**THE TASK:**
Turn the paragraph of the R66 crash lawsuit text below that begins "Five different inspections" into a short bulleted list that keeps its main facts.

**TEXT:**
....................

July 10, 2013 – Los Angeles, California — The families of two men killed in the first Robinson R66 helicopter to ever crash have filed a wrongful death lawsuit (case number BC514477) in Los Angeles Superior Court through their attorneys, Baum, Hedlund, Aristei & Goldman.
The lawsuit alleges that shortly after takeoff the R66 experienced a mechanical malfunction and uncontrollable loss of power during normal operations, as a result of defects in the helicopter’s engine, fuel system component parts, and other parts of the aircraft.
The R66 (N810AG) took off from Girardot Airport in Colombia and crashed near Flandes, Colombia on July 12, 2011, killing both occupants – close friends, Jose Ricardo Cabrera and Juan Pablo Gaviria.
The wives and children of the decedents are seeking millions of dollars in damages against Robinson Helicopter Company of Torrance, California; Rolls Royce Corporation of Rolls Royce North America of Reston, Virginia; Rolls-Royce Holdings PLC of London, England; Honeywell International of Morristown, New Jersey; and Honeywell Aerospace of Phoenix, Arizona.
According to the complaint, the helicopter experienced mechanical failure moments after take-off, which caused “uncontrollable power loss during approximately the final 30 seconds of flight.” An eyewitness stated that they heard a cracking sound and saw something break away from the aircraft prior to impact with the ground.
Five different inspections of the aircraft wreckage have occurred over the last year and a half. The initial inspection occurred in Colombia when the families’ lead aviation attorney, Ronald L. M. Goldman, the rest of his legal team, including aviation attorney and bioengineer Ilyas Akbari, and a former NTSB Investigator in Charge, visited the crash site and looked at the wreckage. Mr. Goldman then had the wreckage shipped to the U.S. for further detailed inspection and analysis in Pensacola, Florida at McSwain Engineering.
Subsequent inspections have occurred, including at the Rolls-Royce headquarters in Indianapolis, where the engine data was downloaded from the helicopter’s Electronic Control Module. The plotted data showed that just prior to the crash, the R66 Rolls-Royce RR300 engine was experiencing a series of extreme cycles indicating uncontrollable full power followed by moments of uncontrollable power loss during approximately the final 30 seconds of the flight.
An inspection conducted at Aeroscope, Inc. in Broomfield, Colorado took a further look at the fuel system component parts, including the fuel control, power turbine governor and fuel pump. Representatives from Honeywell (the manufacturer of the R66’s turbine powered fuel system component parts) and Rolls-Royce (the R66 engine manufacturer) participated in the inspection along with the experts retained by the victims’ families.

....................

**DATA RECORDS:**

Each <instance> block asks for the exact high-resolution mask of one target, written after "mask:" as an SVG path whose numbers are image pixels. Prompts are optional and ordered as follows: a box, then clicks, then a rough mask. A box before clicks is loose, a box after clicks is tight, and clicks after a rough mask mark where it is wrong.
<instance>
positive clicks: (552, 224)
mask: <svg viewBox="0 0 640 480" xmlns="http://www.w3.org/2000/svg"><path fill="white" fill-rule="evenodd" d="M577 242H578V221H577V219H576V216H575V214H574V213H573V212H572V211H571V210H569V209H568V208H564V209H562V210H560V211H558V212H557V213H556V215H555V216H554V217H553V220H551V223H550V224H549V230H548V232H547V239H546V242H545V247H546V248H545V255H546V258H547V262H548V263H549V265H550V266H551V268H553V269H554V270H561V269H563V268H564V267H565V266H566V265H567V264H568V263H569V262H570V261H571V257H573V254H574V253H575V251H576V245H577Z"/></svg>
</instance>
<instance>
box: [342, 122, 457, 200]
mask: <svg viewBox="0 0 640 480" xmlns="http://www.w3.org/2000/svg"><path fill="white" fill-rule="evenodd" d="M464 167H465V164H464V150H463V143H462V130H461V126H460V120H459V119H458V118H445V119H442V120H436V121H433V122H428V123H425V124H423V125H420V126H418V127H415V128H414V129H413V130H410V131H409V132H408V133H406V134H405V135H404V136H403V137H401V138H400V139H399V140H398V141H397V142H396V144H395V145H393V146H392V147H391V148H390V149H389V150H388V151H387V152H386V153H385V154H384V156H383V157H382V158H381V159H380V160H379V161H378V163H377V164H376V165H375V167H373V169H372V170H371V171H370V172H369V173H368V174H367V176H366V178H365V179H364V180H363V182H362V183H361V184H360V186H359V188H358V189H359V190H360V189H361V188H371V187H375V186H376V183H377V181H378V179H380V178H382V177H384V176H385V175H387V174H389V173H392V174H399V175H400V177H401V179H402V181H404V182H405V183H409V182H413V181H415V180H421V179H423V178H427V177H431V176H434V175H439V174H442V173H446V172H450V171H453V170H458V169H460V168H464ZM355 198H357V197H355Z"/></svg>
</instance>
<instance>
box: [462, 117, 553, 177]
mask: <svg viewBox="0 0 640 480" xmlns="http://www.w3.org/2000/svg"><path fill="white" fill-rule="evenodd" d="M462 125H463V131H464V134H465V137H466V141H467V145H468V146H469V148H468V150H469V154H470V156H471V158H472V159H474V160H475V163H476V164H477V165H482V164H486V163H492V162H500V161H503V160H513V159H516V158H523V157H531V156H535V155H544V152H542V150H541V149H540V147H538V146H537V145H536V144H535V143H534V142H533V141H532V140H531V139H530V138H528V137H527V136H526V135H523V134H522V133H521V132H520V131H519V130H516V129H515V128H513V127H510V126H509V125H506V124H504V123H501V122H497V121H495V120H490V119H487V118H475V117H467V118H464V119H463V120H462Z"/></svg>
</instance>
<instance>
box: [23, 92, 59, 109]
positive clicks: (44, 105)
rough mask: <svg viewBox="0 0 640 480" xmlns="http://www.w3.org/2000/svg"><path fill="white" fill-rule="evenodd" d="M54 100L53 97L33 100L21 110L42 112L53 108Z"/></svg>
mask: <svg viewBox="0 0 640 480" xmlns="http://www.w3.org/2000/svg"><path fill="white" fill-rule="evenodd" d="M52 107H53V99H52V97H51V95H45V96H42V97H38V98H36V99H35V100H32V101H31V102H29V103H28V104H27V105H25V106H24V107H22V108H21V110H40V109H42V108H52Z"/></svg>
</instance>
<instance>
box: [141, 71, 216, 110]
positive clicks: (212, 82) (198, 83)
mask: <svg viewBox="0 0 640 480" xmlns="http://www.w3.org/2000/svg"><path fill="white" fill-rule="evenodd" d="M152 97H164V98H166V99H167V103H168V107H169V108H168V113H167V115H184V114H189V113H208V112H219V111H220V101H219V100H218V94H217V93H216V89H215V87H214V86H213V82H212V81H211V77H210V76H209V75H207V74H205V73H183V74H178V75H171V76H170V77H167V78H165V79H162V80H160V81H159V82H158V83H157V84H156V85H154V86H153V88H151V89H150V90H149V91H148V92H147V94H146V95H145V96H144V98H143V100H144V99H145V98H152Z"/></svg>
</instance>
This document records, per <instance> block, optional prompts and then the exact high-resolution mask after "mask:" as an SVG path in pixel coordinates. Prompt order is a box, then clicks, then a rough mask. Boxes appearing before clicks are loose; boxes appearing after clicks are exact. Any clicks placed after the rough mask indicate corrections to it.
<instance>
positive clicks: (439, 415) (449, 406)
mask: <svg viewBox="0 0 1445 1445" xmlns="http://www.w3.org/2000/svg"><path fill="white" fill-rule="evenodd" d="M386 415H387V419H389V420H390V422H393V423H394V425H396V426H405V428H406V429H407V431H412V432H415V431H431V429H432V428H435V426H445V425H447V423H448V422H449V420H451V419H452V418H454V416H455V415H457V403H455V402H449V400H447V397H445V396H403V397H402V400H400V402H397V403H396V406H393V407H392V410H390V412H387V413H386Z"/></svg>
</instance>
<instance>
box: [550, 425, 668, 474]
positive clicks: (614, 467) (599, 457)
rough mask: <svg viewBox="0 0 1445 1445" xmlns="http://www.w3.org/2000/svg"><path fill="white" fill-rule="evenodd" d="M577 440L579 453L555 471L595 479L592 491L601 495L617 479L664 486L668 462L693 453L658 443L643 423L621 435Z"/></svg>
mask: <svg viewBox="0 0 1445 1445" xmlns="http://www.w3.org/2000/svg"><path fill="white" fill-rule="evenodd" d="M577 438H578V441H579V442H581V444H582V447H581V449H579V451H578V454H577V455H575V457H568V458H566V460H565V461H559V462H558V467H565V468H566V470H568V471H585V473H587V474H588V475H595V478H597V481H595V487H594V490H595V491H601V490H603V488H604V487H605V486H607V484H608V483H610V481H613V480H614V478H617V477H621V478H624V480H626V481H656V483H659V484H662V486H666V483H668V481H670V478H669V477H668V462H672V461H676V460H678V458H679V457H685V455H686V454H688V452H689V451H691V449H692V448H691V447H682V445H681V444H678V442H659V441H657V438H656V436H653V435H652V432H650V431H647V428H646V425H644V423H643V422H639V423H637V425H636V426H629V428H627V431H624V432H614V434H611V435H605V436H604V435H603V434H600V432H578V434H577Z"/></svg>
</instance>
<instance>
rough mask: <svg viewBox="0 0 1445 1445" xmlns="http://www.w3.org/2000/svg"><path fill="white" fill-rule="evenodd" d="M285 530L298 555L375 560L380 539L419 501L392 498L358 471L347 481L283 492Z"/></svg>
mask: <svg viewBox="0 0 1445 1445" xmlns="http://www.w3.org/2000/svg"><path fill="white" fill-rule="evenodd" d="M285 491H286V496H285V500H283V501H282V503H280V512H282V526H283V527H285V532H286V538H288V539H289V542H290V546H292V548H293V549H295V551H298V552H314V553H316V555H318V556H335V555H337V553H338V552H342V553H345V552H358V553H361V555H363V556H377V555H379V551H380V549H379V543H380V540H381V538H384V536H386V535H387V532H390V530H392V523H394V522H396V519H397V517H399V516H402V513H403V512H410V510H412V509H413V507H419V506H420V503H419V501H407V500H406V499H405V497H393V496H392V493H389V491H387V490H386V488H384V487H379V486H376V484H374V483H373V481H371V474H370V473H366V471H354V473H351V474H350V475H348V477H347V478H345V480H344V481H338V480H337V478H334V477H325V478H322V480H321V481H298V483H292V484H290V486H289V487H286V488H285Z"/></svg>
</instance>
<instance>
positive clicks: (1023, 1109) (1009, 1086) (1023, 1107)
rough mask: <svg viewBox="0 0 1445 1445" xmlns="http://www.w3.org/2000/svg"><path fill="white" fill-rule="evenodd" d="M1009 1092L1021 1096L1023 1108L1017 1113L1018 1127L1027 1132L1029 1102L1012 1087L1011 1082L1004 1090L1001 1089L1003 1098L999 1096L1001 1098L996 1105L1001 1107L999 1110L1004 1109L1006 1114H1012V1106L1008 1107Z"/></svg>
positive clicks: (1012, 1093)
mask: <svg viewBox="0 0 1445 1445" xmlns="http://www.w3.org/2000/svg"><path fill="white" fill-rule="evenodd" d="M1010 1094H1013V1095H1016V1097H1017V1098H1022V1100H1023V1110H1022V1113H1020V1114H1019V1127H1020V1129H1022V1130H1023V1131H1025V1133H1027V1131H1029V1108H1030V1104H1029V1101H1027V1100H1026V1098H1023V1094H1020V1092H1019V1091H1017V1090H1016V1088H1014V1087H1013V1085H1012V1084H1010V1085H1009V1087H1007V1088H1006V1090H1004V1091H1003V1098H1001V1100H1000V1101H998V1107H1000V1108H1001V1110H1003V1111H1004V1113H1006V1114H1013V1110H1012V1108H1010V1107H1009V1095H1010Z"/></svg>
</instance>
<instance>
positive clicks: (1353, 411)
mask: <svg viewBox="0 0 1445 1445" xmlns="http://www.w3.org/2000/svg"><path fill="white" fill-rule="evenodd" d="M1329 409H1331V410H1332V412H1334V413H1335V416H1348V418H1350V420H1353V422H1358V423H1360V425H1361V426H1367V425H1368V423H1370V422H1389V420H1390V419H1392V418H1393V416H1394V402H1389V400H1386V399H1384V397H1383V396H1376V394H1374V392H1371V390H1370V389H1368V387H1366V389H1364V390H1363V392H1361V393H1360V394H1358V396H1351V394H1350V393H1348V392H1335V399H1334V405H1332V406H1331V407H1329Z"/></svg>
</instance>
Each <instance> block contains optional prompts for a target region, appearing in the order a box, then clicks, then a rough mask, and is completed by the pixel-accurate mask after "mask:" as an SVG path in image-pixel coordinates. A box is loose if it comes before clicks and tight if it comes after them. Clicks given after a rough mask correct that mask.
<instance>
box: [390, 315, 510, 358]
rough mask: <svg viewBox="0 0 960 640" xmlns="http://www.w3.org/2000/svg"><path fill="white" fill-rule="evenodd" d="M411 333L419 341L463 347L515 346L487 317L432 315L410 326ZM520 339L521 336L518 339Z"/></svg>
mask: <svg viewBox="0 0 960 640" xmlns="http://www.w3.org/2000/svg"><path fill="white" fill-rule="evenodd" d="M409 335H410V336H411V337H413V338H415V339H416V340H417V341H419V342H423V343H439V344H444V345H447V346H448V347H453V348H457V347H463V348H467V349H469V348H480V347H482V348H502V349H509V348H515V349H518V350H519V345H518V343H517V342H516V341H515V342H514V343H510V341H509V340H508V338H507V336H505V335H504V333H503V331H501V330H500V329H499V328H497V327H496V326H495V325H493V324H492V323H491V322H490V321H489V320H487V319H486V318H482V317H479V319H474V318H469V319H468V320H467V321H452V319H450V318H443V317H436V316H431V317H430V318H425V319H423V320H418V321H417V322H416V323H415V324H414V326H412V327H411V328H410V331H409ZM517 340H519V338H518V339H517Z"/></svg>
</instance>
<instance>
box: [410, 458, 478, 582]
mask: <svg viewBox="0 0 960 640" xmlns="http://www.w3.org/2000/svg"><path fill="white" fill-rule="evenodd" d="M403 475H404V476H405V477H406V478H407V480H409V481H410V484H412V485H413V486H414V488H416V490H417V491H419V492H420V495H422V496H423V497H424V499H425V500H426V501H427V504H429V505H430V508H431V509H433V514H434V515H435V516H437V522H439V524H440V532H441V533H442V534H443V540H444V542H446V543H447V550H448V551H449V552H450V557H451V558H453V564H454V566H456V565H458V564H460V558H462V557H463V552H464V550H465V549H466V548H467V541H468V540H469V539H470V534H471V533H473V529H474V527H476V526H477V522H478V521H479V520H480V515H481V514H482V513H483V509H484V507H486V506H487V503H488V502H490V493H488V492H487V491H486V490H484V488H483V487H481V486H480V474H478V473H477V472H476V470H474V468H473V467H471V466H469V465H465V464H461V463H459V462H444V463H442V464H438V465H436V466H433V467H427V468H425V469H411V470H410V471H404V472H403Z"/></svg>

....................

**SOLUTION TO THIS TASK:**
- Five inspections of the wreckage have taken place over the last year and a half.
- The first was in Colombia. Lead aviation attorney Ronald L. M. Goldman, his legal team (including aviation attorney and bioengineer Ilyas Akbari) and a former NTSB Investigator in Charge visited the crash site and looked at the wreckage.
- Goldman then had the wreckage shipped to McSwain Engineering in Pensacola, Florida, for further detailed inspection and analysis.